- Sección del documento
+++++

El gobierno ha llevado tan lejos la estrategia del sigilo en La Habana
que la opinión ha comenzado a pensar que se trata de una farsa en el Caribe
amenizada con plomo en Colombia. Según las últimas encuestas más del 65% de los
colombianos cree que las negociaciones terminarán mal. De nuevo se trata a la
paz como un logo de campaña, una promesa definida bajo la palabra de siempre:
incertidumbre.
Pero hace unos días aparecieron pistas oportunas en medio del debate que
pretenden monopolizar Uribe y Ordóñez. Se trató de una conferencia en Harvard,
como corresponde al estilo Santos. Sergio Jaramillo, el más silencioso de los
delegados del gobierno, dejó caer cuatro o cinco ideas que pueden sacar la
discusión del código penal, nuestro nuevo libro fundamental. Jaramillo habló de
una paz territorial, con incentivos y reglas especiales en las zonas donde el
conflicto ha sido más intenso. Hizo énfasis, por supuesto, en inversiones y
esfuerzos en el campo: clarificar y proteger los derechos de propiedad de la
tierra, movilizar a la gente en las regiones alrededor de la paz por medio de “planeación
participativa”, convocar a estudiantes y profesores universitarios para tender
puentes “entre el mundo urbano y el mundo rural”. El gobierno piensa en la
guerrilla como un actor clave en esas comunidades, y subraya uno de los acuerdos
del segundo punto que crea las Circunscripciones Transitorias Especiales de Paz.
Leyendo la conferencia de Jaramillo uno puede entender las confluencias de
gobierno y guerrilla, las intersecciones sobre el papel; pero también puede
imaginar cómo funcionará eso en la realidad, en el Catatumbo y el Caquetá, en Puerto
Guzmán y Anorí, en Nariño y Cauca.
Hace un año un informe del ejército señaló que el 86% de los municipios
colombianos están libres de los rigores de la violencia de las Farc. De modo
que se puede pensar que el acuerdo será una especie de estatuto de excepción
para las 12 zonas donde el Estado identifica una mayor presencia guerrillera.
El gobierno piensa en una movilización nacional para idear un proceso que comenzaría
con la firma del acuerdo, pero en este momento los llamados “formularios
ciudadanos por la paz” son uno papeles abandonados en las alcaldías. Luego de
un año se han presentado algo menos de 20.000 propuestas y comentarios. La idea
de meterle plata al cuento, vía presupuestos participativos, puede ser válida.

+++++

- Tarea a realizar
Prosiga el texto sobre las negociaciones de paz con las Farc a partir de su última oración.

- Material proporcionado
+++++

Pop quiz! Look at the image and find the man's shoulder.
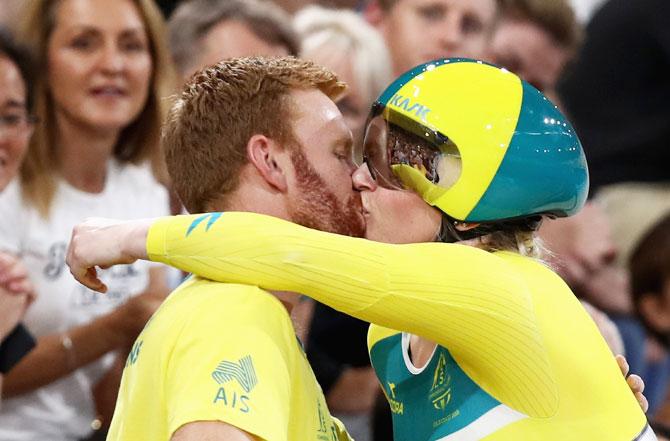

+++++

- Respuesta al ejercicio
Pero se ha demostrado que alborota el sectarismo y el apetito de los armados.
En Medellín los pillos meten baza a la hora de elegir proyectos. Qué pasará,
por ejemplo, en el Caquetá donde ganó el Centro Democrático y las Farc se
pretenden dueños. Las discusiones por la plata no serán consejos muy
comunitarios. El gobierno habla de convertir en protagonistas a las comunidades
y declara agotado el esquema centralista en “el que unos funcionarios aterrizan
como unos marcianos entre las comunidades”. Pero hoy en día pelea por la forma
como se entrega la plata de las regalías desde los OCAD liderados por
Planeación Nacional. Y su consejero de seguridad recorre las regiones como una
especie de embajador, vestido de blanco en Cartagena y Buenaventura. Sobre
restitución y legalización de la tierra hay que decir que la herramienta está
reglamentada hace más de dos años y avanza al paso de nuestros juzgados
ordinarios, y es seguro que la presencia de las Farc traerá nuevos nudos sobre
las escrituras hechas y por hacer.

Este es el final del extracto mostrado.